# Data in this exercise
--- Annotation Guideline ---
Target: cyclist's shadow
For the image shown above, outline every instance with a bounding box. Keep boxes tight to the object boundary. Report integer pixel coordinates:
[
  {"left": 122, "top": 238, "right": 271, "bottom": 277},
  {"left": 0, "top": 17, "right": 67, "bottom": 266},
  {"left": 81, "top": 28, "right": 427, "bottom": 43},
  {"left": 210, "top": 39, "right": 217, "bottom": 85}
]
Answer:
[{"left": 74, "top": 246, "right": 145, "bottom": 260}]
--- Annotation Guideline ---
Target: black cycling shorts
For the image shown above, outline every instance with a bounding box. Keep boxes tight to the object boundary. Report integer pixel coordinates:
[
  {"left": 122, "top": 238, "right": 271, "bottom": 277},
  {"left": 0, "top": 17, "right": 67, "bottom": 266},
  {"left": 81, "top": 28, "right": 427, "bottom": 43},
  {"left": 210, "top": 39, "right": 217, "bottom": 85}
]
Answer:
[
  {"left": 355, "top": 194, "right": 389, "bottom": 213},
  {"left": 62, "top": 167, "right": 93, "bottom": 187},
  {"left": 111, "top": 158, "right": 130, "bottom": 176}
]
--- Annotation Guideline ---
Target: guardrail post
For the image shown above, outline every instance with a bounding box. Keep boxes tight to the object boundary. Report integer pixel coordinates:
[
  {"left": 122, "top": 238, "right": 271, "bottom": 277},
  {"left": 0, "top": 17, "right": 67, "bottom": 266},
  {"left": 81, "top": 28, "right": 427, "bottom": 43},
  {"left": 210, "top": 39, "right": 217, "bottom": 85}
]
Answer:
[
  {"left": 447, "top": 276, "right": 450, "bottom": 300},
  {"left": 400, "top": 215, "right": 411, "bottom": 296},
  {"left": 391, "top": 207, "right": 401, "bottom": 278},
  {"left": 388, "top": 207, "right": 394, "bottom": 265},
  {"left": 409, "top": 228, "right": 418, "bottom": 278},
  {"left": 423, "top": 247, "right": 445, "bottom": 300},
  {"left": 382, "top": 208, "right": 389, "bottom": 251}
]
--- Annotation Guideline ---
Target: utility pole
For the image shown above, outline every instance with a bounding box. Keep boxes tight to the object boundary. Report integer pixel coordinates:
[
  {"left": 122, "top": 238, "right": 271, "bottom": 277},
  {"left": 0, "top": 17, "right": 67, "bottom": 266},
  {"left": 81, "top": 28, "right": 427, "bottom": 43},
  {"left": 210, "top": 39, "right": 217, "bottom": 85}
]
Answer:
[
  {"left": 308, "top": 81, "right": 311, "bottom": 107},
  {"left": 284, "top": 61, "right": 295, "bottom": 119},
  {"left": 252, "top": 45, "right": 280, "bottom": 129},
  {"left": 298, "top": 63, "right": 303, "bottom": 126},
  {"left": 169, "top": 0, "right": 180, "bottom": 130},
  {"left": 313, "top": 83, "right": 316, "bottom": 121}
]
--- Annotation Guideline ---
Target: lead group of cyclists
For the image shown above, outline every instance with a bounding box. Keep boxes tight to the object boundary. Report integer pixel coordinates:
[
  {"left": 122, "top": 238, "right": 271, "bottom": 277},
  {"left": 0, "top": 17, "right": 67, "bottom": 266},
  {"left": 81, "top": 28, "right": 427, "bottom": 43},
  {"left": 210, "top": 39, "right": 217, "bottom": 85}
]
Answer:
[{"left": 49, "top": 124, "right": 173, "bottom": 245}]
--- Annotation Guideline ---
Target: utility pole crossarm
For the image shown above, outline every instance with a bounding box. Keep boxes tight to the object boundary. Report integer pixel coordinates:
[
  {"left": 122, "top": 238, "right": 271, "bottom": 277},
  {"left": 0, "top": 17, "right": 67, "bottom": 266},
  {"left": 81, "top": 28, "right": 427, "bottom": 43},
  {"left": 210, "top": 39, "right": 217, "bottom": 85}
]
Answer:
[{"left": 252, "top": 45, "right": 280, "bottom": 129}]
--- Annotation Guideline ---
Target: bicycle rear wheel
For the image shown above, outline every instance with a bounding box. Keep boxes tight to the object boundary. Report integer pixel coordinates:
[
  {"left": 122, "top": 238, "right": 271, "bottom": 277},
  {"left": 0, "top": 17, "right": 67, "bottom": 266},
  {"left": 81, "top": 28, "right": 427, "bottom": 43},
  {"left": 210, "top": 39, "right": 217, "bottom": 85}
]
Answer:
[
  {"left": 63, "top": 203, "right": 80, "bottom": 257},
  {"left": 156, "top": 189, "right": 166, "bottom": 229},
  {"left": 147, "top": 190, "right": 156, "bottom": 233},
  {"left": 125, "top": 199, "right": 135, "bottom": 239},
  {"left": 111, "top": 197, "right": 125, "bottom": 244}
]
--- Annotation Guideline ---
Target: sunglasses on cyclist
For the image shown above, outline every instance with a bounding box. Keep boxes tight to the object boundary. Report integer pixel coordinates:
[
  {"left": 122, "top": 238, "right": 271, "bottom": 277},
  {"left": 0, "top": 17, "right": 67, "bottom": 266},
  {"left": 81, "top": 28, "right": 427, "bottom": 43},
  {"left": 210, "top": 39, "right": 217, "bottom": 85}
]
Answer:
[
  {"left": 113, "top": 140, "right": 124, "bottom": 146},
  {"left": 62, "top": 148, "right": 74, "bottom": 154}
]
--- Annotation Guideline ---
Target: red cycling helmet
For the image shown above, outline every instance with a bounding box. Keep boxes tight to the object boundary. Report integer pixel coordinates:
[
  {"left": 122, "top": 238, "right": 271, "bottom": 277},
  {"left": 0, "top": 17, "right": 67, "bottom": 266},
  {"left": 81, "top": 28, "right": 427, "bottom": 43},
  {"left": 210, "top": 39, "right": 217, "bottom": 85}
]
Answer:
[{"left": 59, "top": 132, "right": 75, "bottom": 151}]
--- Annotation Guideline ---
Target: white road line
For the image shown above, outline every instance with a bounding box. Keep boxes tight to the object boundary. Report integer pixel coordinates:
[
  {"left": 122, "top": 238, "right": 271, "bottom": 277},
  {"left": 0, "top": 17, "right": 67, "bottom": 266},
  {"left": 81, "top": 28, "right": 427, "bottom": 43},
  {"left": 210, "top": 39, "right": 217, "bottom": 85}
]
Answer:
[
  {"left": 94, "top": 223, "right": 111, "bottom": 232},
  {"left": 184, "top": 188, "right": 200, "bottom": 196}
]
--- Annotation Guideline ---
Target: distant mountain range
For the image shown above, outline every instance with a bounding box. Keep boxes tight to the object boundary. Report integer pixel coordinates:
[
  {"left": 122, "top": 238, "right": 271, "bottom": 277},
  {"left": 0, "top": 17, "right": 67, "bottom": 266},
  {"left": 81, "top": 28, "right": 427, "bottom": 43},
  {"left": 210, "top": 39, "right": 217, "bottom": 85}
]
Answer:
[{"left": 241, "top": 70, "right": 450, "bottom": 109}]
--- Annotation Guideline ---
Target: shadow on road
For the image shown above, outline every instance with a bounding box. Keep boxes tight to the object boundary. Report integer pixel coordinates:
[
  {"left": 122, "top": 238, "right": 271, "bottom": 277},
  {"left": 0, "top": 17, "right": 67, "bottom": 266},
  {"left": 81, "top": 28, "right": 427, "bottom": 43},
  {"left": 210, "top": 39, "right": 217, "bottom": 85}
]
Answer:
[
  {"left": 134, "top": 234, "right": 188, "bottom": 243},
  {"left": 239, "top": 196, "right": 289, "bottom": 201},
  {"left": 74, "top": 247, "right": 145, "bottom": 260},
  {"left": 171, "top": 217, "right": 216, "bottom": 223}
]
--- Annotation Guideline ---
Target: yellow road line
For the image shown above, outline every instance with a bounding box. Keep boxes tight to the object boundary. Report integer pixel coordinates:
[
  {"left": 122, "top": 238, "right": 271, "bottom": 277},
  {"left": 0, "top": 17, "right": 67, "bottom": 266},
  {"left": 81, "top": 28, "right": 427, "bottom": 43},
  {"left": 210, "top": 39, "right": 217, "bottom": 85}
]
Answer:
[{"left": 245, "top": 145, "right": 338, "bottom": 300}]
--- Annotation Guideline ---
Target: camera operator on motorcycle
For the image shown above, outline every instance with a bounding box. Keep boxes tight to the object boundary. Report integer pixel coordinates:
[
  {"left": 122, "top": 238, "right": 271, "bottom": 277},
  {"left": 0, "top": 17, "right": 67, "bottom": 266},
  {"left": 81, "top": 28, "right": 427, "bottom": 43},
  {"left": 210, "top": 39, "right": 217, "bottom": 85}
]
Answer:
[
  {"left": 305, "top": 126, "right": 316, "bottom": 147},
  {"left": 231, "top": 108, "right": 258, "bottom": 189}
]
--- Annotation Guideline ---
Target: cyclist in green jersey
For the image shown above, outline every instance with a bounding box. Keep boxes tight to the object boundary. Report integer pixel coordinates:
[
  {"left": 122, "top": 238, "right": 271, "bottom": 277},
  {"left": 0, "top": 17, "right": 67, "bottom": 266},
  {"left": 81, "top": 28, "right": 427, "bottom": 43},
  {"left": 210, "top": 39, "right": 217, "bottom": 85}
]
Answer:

# Task instructions
Report every line of the data above that contains the word "cycling", copying each line in full.

# Full output
Target: black cycling shorts
Target: red cycling helmet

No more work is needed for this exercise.